### The exercise
Rewrite every line of the records below as a numbered list, omitting any blank lines and leaving out the pictures.
BEGIN
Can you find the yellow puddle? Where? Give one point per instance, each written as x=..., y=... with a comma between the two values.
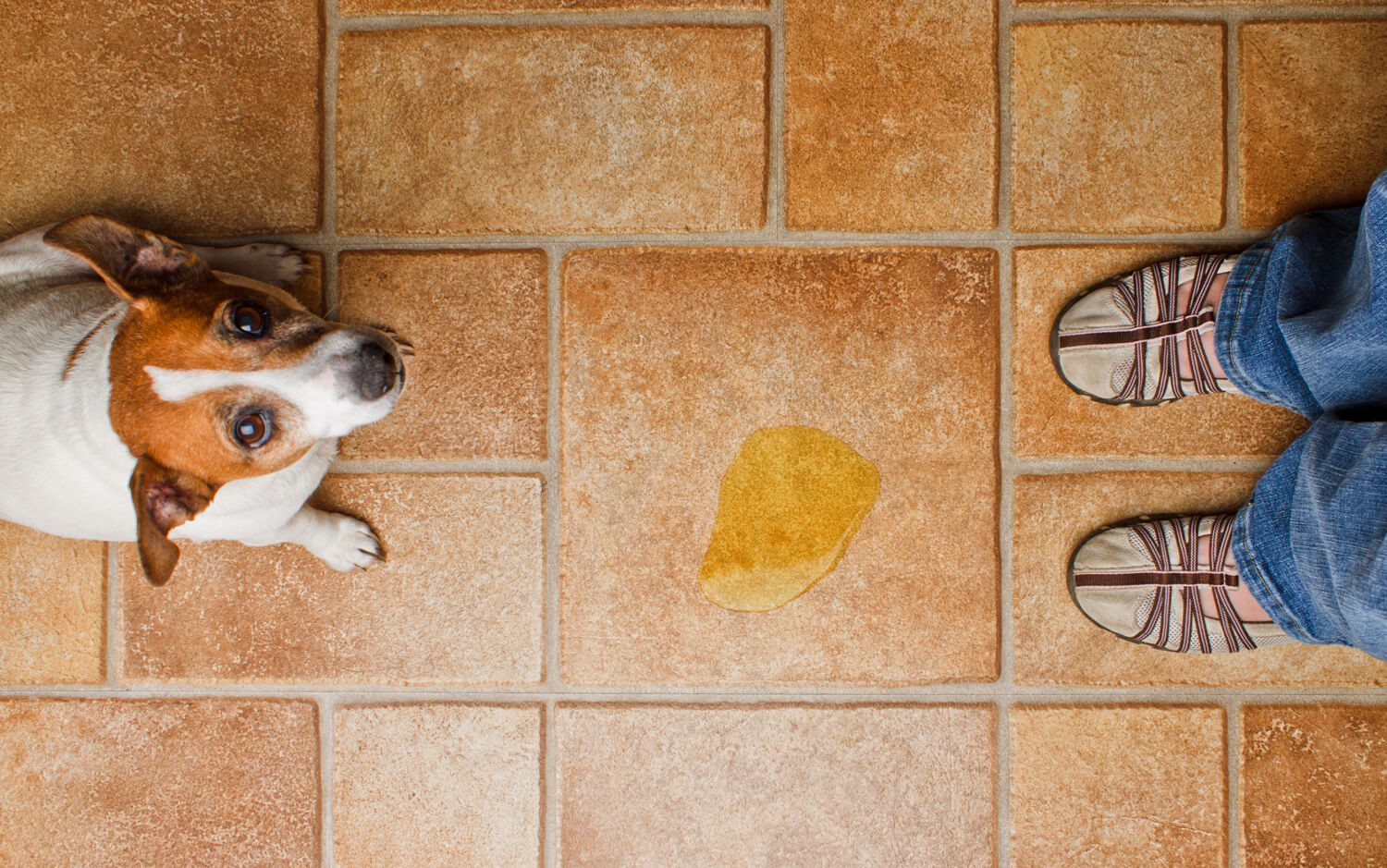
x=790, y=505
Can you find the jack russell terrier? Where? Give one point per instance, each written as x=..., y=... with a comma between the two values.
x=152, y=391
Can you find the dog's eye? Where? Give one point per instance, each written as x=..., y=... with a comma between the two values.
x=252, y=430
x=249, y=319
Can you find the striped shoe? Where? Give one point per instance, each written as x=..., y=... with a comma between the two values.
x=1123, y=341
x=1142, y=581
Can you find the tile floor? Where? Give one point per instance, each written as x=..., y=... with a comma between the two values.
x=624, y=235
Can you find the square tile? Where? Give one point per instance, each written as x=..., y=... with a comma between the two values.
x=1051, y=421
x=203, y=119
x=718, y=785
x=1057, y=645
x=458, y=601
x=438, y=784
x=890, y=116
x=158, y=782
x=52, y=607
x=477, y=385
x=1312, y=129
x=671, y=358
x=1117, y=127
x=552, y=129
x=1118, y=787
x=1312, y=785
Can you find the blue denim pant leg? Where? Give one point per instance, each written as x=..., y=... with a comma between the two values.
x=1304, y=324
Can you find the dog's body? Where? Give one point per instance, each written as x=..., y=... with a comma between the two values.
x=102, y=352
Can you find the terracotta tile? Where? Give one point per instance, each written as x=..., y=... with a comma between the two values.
END
### Answer to this exercise
1. Can you find the yellow puddle? Where? Give one point per instance, each written as x=..., y=... with a comma between the two values.
2. x=790, y=505
3. Can you find the jack russell terrier? Where? Give one point per instance, each written as x=..., y=... with a comma between the two values.
4. x=152, y=391
5. Can you find the dog's eye? Where? Give one point per instance, each written as x=..., y=... with a comma between the two values.
6. x=252, y=430
7. x=249, y=319
8. Can you find the striped shoe? Where? Give one point per instance, each written as x=..., y=... with a comma between the two values.
9. x=1123, y=341
10. x=1142, y=581
11. Can you find the tile floor? Where? Give one point per instance, each written as x=..., y=... with a comma between the two values.
12. x=624, y=235
13. Can you find the square tile? Where? Give one point per instance, each written as x=..., y=... with a comma between the two values.
14. x=1051, y=421
15. x=203, y=119
16. x=718, y=785
17. x=1057, y=645
18. x=458, y=601
19. x=438, y=784
20. x=890, y=116
21. x=158, y=782
22. x=52, y=607
23. x=477, y=385
24. x=1312, y=129
25. x=671, y=358
26. x=1117, y=127
27. x=552, y=129
28. x=1118, y=787
29. x=1312, y=785
30. Can you find the blue denim pant leg? Where? Give one point per instance, each written as x=..., y=... with a comma between the two values.
31. x=1304, y=324
32. Can you find the dog's body? Where? Give one point per instance, each written as x=..., y=... with a comma between the two values.
33. x=102, y=352
34. Can you find the terracotta tile? Where? Give one point per instance, each written as x=..., y=... with a comma between the two values.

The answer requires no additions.